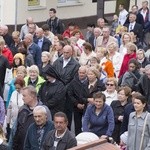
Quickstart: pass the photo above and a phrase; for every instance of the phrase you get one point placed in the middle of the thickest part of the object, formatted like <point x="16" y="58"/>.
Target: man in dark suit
<point x="93" y="37"/>
<point x="134" y="27"/>
<point x="67" y="67"/>
<point x="42" y="41"/>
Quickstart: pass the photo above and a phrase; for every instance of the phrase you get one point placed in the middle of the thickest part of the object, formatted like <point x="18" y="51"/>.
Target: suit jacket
<point x="46" y="44"/>
<point x="35" y="50"/>
<point x="99" y="41"/>
<point x="138" y="30"/>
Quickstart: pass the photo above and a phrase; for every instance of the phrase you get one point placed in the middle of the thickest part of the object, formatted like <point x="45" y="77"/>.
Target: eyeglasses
<point x="110" y="84"/>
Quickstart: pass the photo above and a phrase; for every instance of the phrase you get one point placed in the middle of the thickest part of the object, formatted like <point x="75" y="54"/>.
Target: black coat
<point x="78" y="92"/>
<point x="56" y="26"/>
<point x="68" y="72"/>
<point x="118" y="110"/>
<point x="53" y="96"/>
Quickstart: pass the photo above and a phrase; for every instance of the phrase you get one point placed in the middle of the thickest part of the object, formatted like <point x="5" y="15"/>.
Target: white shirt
<point x="122" y="17"/>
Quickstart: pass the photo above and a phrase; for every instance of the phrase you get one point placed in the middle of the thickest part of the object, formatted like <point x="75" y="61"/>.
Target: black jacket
<point x="53" y="96"/>
<point x="31" y="141"/>
<point x="66" y="142"/>
<point x="78" y="92"/>
<point x="68" y="72"/>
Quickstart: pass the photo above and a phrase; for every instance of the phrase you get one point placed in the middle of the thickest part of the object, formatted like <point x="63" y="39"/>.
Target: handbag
<point x="142" y="138"/>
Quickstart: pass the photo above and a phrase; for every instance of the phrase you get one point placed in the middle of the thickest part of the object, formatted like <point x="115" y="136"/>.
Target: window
<point x="68" y="1"/>
<point x="33" y="2"/>
<point x="36" y="4"/>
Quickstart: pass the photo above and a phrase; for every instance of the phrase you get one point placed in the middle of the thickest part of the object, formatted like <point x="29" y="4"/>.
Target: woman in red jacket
<point x="131" y="53"/>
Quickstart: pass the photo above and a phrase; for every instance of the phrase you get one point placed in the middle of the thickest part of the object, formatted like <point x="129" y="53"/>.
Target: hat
<point x="124" y="137"/>
<point x="51" y="71"/>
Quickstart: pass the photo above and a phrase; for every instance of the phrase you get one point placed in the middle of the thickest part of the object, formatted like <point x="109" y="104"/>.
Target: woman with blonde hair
<point x="111" y="90"/>
<point x="131" y="53"/>
<point x="16" y="41"/>
<point x="94" y="83"/>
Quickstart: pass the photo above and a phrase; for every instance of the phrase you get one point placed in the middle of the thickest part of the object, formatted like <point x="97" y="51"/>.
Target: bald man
<point x="78" y="94"/>
<point x="37" y="132"/>
<point x="42" y="41"/>
<point x="33" y="48"/>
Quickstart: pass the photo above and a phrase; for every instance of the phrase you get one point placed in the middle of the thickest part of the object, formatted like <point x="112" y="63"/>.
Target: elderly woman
<point x="131" y="53"/>
<point x="94" y="83"/>
<point x="132" y="76"/>
<point x="99" y="118"/>
<point x="110" y="92"/>
<point x="118" y="107"/>
<point x="115" y="57"/>
<point x="139" y="126"/>
<point x="34" y="78"/>
<point x="20" y="72"/>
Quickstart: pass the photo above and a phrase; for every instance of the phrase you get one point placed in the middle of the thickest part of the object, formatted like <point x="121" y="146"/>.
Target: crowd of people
<point x="99" y="82"/>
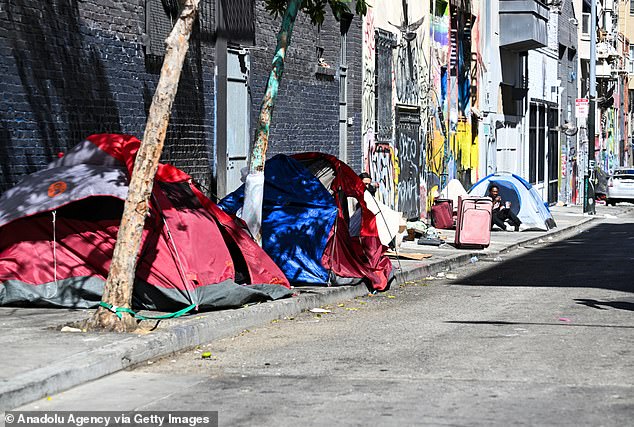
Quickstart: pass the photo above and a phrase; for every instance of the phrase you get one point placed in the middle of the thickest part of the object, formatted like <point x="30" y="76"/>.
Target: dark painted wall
<point x="70" y="68"/>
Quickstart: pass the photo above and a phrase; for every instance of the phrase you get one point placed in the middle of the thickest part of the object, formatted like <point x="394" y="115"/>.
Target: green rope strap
<point x="118" y="310"/>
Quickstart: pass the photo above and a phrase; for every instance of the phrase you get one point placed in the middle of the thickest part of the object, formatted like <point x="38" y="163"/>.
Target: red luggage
<point x="473" y="226"/>
<point x="442" y="213"/>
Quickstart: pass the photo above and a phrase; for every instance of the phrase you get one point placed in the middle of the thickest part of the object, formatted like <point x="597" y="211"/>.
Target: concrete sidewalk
<point x="39" y="360"/>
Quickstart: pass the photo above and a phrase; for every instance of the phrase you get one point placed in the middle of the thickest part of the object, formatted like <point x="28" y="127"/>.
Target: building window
<point x="532" y="145"/>
<point x="160" y="16"/>
<point x="385" y="41"/>
<point x="541" y="138"/>
<point x="585" y="24"/>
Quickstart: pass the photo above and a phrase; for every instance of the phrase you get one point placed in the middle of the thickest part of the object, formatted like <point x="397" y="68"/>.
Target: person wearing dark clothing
<point x="367" y="181"/>
<point x="501" y="212"/>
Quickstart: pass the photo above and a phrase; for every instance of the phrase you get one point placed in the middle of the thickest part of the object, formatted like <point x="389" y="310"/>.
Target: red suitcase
<point x="442" y="213"/>
<point x="473" y="226"/>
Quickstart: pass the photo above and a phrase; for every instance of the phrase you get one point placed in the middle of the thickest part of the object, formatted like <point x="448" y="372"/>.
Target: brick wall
<point x="71" y="68"/>
<point x="306" y="114"/>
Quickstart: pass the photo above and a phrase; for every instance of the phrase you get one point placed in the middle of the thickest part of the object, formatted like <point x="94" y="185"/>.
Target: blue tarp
<point x="298" y="214"/>
<point x="526" y="203"/>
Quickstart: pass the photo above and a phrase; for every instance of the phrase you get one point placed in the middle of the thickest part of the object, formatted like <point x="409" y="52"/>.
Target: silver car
<point x="621" y="186"/>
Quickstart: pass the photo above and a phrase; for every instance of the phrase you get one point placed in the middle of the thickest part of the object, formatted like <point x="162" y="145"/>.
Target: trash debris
<point x="430" y="241"/>
<point x="417" y="226"/>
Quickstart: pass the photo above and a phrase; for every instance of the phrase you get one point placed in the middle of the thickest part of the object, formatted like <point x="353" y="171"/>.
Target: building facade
<point x="74" y="68"/>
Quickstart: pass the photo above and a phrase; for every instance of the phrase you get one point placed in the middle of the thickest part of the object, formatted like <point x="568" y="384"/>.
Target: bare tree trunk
<point x="118" y="289"/>
<point x="254" y="185"/>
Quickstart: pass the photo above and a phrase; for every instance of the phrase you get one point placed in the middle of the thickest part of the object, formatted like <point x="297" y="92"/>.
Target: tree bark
<point x="253" y="190"/>
<point x="119" y="285"/>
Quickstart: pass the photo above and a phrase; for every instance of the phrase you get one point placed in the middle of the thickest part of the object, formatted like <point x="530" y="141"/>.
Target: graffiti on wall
<point x="368" y="93"/>
<point x="384" y="170"/>
<point x="409" y="160"/>
<point x="452" y="151"/>
<point x="407" y="74"/>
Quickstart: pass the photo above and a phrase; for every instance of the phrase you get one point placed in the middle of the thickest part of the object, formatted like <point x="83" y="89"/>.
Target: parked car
<point x="621" y="186"/>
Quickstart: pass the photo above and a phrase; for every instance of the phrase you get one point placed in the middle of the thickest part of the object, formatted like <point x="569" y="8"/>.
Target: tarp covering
<point x="298" y="214"/>
<point x="526" y="203"/>
<point x="59" y="228"/>
<point x="305" y="222"/>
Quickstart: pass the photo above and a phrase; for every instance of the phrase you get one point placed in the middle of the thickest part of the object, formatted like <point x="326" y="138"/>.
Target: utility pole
<point x="589" y="195"/>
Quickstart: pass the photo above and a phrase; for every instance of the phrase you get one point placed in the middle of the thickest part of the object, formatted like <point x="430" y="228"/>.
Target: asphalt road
<point x="542" y="336"/>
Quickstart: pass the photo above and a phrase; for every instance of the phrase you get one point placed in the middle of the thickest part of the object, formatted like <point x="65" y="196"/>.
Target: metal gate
<point x="409" y="160"/>
<point x="238" y="105"/>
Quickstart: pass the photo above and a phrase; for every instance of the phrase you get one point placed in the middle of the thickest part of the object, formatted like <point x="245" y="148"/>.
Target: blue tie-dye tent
<point x="305" y="222"/>
<point x="298" y="214"/>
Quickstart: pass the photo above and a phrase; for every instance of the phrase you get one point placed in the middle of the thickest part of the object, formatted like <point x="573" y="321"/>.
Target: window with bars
<point x="385" y="42"/>
<point x="160" y="17"/>
<point x="234" y="19"/>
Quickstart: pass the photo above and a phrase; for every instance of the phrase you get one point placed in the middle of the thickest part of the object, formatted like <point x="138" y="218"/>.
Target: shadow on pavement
<point x="502" y="323"/>
<point x="600" y="305"/>
<point x="601" y="257"/>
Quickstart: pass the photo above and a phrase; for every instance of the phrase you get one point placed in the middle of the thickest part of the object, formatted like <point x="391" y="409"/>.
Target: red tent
<point x="361" y="256"/>
<point x="58" y="228"/>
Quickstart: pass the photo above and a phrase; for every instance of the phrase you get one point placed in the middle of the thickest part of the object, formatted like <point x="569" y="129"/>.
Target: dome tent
<point x="58" y="228"/>
<point x="526" y="203"/>
<point x="305" y="222"/>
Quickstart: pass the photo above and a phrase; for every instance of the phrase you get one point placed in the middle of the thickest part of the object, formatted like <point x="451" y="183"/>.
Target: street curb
<point x="135" y="349"/>
<point x="461" y="259"/>
<point x="187" y="333"/>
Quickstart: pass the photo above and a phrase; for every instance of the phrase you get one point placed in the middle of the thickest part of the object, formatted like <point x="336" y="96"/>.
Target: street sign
<point x="582" y="106"/>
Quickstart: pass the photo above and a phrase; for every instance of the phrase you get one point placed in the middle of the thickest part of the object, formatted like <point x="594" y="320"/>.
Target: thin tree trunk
<point x="253" y="190"/>
<point x="119" y="285"/>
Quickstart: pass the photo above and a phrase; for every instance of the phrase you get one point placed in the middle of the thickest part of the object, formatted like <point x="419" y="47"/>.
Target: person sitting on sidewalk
<point x="501" y="211"/>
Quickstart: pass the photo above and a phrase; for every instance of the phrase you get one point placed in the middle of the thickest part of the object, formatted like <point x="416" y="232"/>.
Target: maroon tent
<point x="58" y="228"/>
<point x="350" y="259"/>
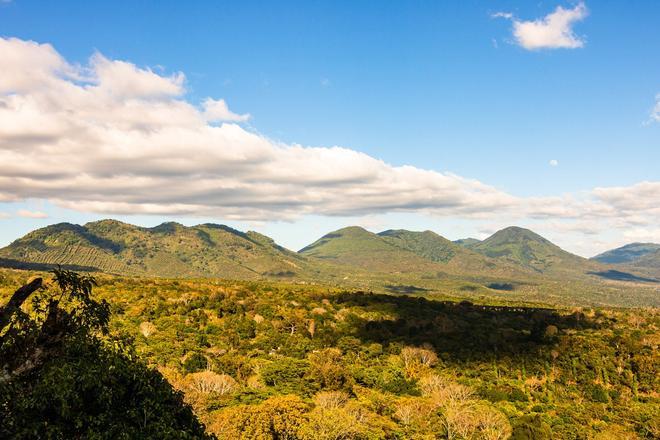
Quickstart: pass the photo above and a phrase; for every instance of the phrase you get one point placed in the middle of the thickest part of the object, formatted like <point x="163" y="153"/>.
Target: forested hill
<point x="167" y="250"/>
<point x="528" y="249"/>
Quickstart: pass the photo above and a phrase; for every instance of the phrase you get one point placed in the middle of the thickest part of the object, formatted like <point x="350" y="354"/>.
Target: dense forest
<point x="267" y="360"/>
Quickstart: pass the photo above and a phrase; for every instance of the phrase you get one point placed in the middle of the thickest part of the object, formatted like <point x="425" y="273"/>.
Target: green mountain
<point x="467" y="242"/>
<point x="167" y="250"/>
<point x="355" y="246"/>
<point x="402" y="251"/>
<point x="629" y="253"/>
<point x="528" y="249"/>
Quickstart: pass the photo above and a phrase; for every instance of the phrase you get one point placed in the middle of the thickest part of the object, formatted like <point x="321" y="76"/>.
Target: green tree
<point x="64" y="375"/>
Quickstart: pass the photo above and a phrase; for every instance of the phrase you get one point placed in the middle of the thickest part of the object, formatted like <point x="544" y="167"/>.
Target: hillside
<point x="402" y="251"/>
<point x="467" y="242"/>
<point x="454" y="258"/>
<point x="167" y="250"/>
<point x="323" y="361"/>
<point x="528" y="249"/>
<point x="629" y="253"/>
<point x="355" y="246"/>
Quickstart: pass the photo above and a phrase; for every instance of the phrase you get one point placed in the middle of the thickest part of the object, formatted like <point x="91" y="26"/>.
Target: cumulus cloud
<point x="114" y="138"/>
<point x="655" y="112"/>
<point x="554" y="31"/>
<point x="31" y="214"/>
<point x="216" y="110"/>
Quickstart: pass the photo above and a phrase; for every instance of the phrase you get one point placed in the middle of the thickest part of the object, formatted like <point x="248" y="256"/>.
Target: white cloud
<point x="554" y="31"/>
<point x="112" y="138"/>
<point x="31" y="214"/>
<point x="216" y="110"/>
<point x="655" y="112"/>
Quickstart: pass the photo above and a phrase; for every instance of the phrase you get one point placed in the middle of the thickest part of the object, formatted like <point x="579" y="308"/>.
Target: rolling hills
<point x="402" y="251"/>
<point x="167" y="250"/>
<point x="637" y="257"/>
<point x="629" y="253"/>
<point x="513" y="261"/>
<point x="528" y="249"/>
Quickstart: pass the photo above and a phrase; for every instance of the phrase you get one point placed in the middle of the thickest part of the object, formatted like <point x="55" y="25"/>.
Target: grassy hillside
<point x="528" y="249"/>
<point x="629" y="253"/>
<point x="467" y="242"/>
<point x="643" y="258"/>
<point x="170" y="250"/>
<point x="355" y="246"/>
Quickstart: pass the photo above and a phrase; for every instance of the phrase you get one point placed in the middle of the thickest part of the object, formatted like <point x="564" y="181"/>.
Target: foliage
<point x="391" y="366"/>
<point x="67" y="377"/>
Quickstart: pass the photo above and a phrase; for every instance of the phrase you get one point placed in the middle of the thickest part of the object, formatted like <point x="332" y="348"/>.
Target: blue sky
<point x="441" y="86"/>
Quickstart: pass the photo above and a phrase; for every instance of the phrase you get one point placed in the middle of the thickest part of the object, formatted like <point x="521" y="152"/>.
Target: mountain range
<point x="641" y="257"/>
<point x="210" y="250"/>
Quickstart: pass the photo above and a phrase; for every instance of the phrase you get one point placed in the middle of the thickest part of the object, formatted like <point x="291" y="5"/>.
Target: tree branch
<point x="17" y="300"/>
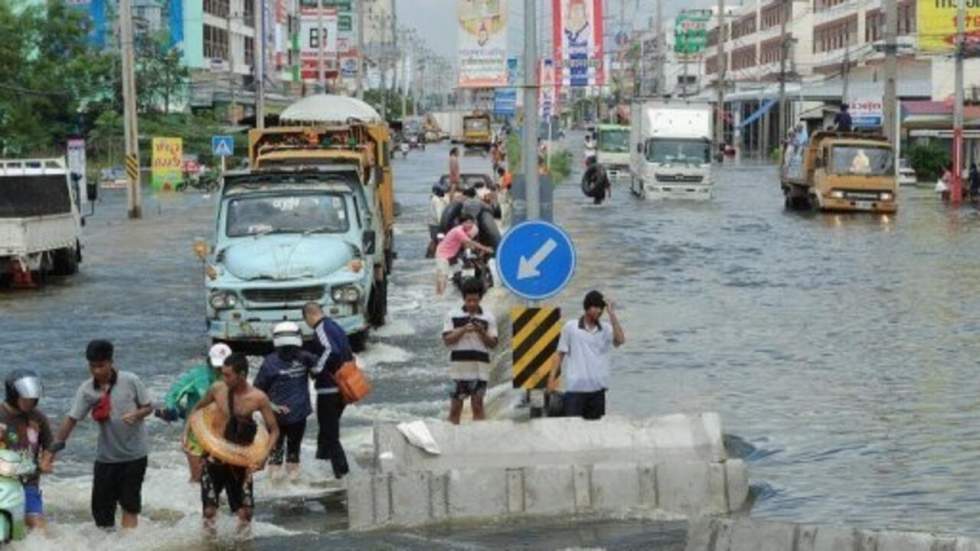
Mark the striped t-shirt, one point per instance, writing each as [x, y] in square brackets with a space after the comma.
[469, 358]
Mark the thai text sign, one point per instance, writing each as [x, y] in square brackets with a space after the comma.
[482, 43]
[936, 25]
[577, 32]
[168, 157]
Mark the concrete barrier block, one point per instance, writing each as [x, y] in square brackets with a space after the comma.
[692, 488]
[411, 499]
[477, 493]
[617, 487]
[827, 538]
[751, 535]
[549, 489]
[737, 479]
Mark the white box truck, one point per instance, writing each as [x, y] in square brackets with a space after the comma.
[40, 222]
[670, 149]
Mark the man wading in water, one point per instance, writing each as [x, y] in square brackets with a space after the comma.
[238, 400]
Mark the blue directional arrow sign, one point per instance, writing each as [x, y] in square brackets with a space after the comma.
[222, 146]
[536, 259]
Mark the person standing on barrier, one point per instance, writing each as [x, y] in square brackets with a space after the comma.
[469, 333]
[332, 348]
[583, 354]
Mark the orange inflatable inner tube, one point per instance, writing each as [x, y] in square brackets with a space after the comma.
[208, 424]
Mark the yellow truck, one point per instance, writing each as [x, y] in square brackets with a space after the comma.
[476, 132]
[311, 220]
[840, 171]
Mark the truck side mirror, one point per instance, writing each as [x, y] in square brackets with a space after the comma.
[370, 239]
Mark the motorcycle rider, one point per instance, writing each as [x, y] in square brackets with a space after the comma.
[26, 430]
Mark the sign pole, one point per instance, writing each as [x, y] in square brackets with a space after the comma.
[531, 111]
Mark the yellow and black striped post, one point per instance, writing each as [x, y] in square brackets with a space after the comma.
[536, 332]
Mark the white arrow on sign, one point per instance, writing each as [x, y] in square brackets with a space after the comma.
[528, 267]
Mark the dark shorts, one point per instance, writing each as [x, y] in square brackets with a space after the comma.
[472, 387]
[234, 481]
[587, 405]
[117, 484]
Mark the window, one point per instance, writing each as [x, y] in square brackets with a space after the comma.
[215, 42]
[217, 8]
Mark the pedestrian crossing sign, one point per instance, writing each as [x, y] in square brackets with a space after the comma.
[222, 146]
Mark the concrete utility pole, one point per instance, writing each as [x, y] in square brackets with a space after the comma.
[258, 47]
[530, 153]
[134, 199]
[359, 79]
[722, 75]
[957, 191]
[783, 55]
[891, 73]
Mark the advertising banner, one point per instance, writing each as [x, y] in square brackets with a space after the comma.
[168, 163]
[482, 43]
[936, 26]
[577, 34]
[309, 43]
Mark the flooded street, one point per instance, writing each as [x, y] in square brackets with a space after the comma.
[839, 350]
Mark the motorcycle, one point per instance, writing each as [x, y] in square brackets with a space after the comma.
[12, 467]
[473, 265]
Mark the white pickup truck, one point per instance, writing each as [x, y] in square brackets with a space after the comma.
[40, 222]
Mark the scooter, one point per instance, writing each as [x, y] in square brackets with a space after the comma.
[12, 467]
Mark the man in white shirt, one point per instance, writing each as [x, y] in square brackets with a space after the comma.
[583, 348]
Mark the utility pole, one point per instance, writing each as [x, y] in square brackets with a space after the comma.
[891, 73]
[722, 74]
[957, 191]
[258, 48]
[359, 78]
[134, 200]
[783, 54]
[530, 153]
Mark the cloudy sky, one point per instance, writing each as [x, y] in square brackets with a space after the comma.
[434, 19]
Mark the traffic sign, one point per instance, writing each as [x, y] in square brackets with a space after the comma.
[536, 259]
[222, 146]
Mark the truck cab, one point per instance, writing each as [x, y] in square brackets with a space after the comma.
[841, 171]
[613, 150]
[40, 220]
[311, 221]
[670, 150]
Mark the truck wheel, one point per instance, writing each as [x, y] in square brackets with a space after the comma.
[378, 303]
[358, 341]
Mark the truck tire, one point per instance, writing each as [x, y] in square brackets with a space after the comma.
[378, 303]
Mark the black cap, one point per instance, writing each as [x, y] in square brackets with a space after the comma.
[593, 298]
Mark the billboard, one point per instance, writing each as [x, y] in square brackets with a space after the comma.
[482, 43]
[309, 42]
[167, 163]
[691, 32]
[577, 35]
[936, 25]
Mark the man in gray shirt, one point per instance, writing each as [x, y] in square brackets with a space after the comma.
[119, 402]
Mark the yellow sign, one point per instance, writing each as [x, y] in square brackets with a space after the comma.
[536, 332]
[936, 24]
[168, 156]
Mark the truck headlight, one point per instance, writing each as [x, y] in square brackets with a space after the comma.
[347, 293]
[222, 300]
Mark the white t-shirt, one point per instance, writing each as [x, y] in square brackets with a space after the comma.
[469, 358]
[586, 364]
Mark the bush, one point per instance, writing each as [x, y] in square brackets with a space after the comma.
[929, 160]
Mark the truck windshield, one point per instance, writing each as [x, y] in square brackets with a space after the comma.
[476, 125]
[301, 213]
[861, 160]
[614, 141]
[659, 150]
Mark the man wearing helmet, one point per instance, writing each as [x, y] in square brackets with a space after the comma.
[24, 429]
[185, 394]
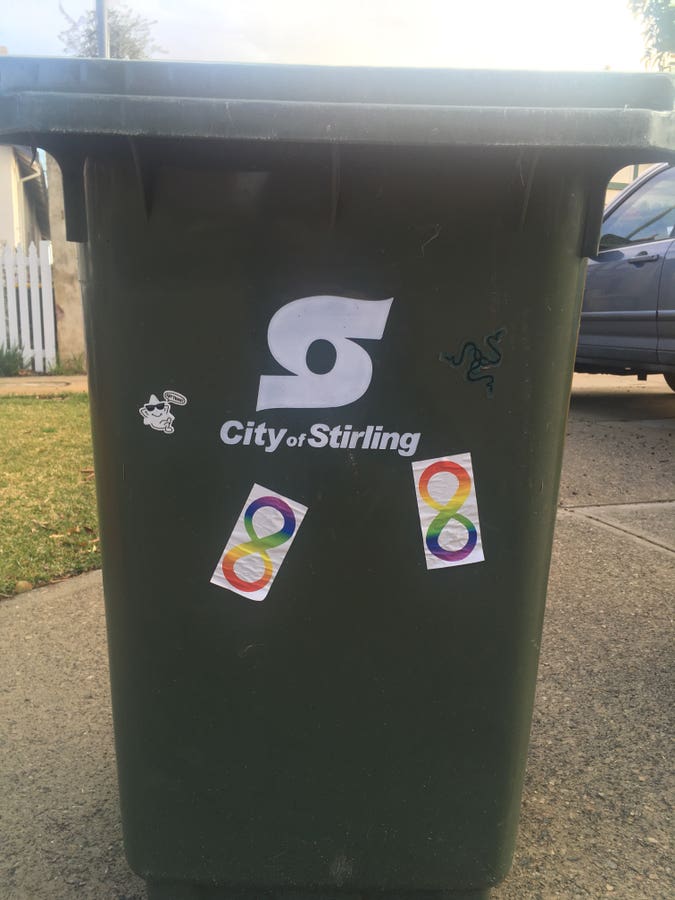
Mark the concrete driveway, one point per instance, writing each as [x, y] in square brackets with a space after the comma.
[596, 818]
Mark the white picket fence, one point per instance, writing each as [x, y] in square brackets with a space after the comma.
[27, 315]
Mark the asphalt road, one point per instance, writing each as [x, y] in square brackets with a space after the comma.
[597, 807]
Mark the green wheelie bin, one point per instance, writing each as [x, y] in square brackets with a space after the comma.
[331, 320]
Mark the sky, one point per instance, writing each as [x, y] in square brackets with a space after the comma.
[522, 34]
■ ■ ■ ■ ■
Copy every line of the data from the line with "Mark the yellow sign, one" through the end, shifting each answer coordinate by adding 34 to it, and leave the pictures out.

■ RESPONSE TO THE TASK:
Mark the yellow sign, one point per instance, writing each as [x, y] in square brackets with a space after the comma.
[570, 366]
[970, 58]
[202, 190]
Mark the truck headlight, one point per instance, writing each as [x, y] in square brackets with a space after the comma.
[381, 327]
[256, 334]
Mark the white t-shirt, one point per instance, writing each as [x, y] in square brackets with a space after the comma.
[503, 392]
[620, 398]
Mark the bush, one point per instance, writing each as [x, y] in square brackets with a space after the comma.
[963, 194]
Mark the truck windshield, one point per instance, writing each as [x, y] in square brackets with a space after the comma.
[510, 159]
[335, 247]
[895, 194]
[648, 175]
[693, 184]
Mark the man wearing helmet, one point per instance, writing each as [x, y] in square brackets with a space after the comma.
[58, 463]
[219, 428]
Mark the concrete driveway, one point per instance, writing each as [x, y] in square brackets with a space after the comma.
[630, 852]
Mark the white picket fence, one point per instance, writing each as [x, y] in square brackets with a space after the comma.
[61, 349]
Mark the asphalt road, one point per instance, writing each as [x, y] in square brackets with a space after the comma.
[631, 841]
Mark the green wheelie bin, one point per instance, writing each as [x, y] in square brackets with a space after the comma.
[365, 354]
Mark the sky, one point per instance, writing each as [x, y] in square brackets with a space after the comma.
[556, 68]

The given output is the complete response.